• [Testo del documento]:

L’antropocentrismo, il considerarsi, come esseri umani, superiori a ogni altro aspetto della natura e quindi in diritto di dominarla, è figlio del Cristianesimo. Solo la Laudato si‘ di papa Francesco ha messo in discussione questo aspetto. Invece il mondo greco, come ci ricorda S. Weil, aveva ben chiaro che “la libertà senza misura non può essere. I Greci avevano scolpito nella pietra del pensiero un monito che attraversa i secoli: “nulla di troppo”. È la massima incisa sul tempio di Apollo a Delfi, accanto al celebre “conosci te stesso”. Viviamo oggi nell’ebrezza dell’illimitato: senza limiti di consumo, di velocità, di accumulo. Ma il limite non è negazione: è il volto stesso della libertà. Come i Greci, possiamo imparare che la libertà non cresce nel deserto del senza confini, ma nel giardino fragile della misura.” Lei ritiene possibile un ritorno alla misura?

Il ritorno alla misura ci verrà non per nostra scelta libera, ma ci sarà imposto dalle cose, quando la prepotenza, la ybris, la dismisura, avrà raggiunto il suo culmine e finirà per distruggere se stessa.

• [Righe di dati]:
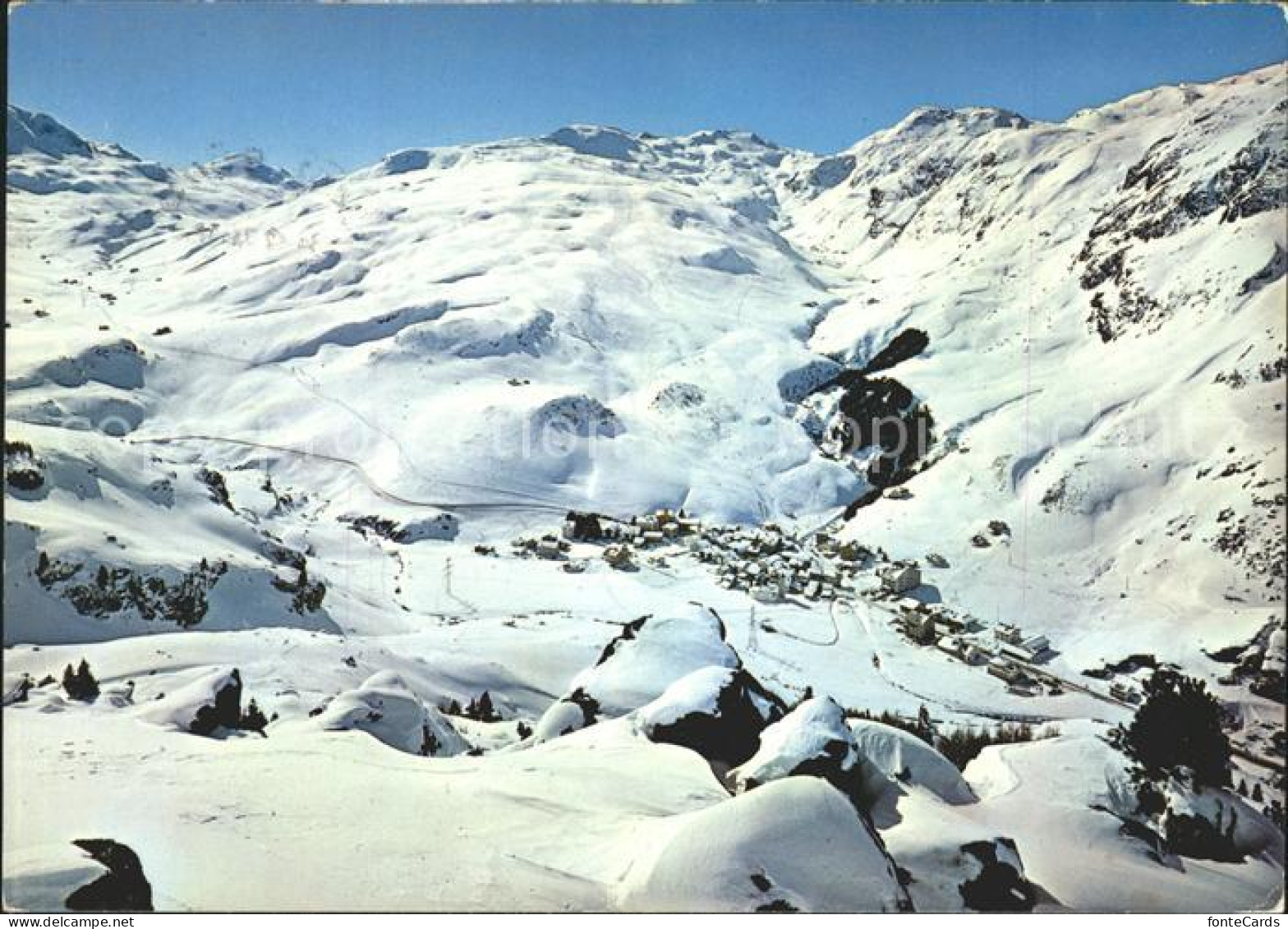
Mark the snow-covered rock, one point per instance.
(813, 738)
(650, 654)
(84, 875)
(384, 706)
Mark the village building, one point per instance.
(899, 577)
(582, 526)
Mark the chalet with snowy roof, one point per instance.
(1006, 670)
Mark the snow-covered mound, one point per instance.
(384, 706)
(716, 711)
(814, 740)
(642, 663)
(796, 844)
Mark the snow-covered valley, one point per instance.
(366, 448)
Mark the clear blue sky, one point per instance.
(324, 86)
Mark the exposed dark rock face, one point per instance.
(882, 412)
(1272, 272)
(122, 890)
(1158, 199)
(730, 734)
(224, 711)
(1000, 887)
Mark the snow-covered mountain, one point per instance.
(281, 427)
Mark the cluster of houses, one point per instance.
(772, 564)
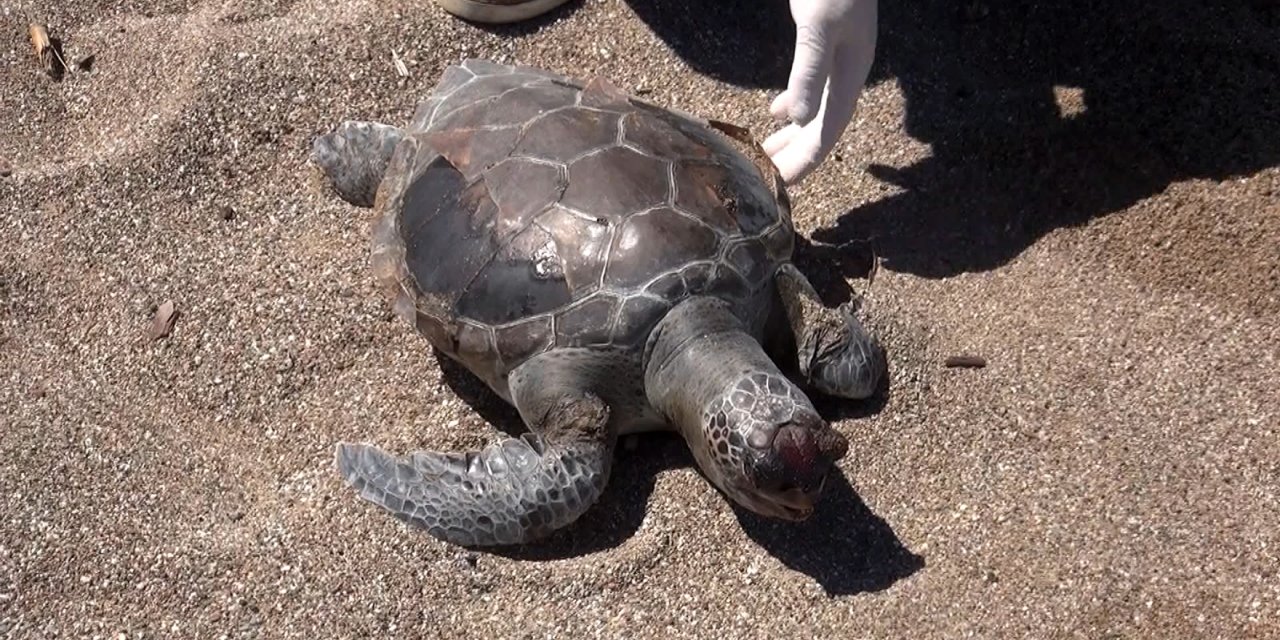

• [Da svolgere]:
1. Secondo il brano, su quale edificio era incisa la massima "nulla di troppo"?
2. Citi testualmente dal brano il tratto che va da "Il ritorno alla" fino a "distruggere se stessa.".
I record provengono da una fonte diversa dal brano.

• [Risultati]:
1. Sul tempio di Apollo a Delfi.

2.
Il ritorno alla misura ci verrà non per nostra scelta libera, ma ci sarà imposto dalle cose, quando la prepotenza, la ybris, la dismisura, avrà raggiunto il suo culmine e finirà per distruggere se stessa.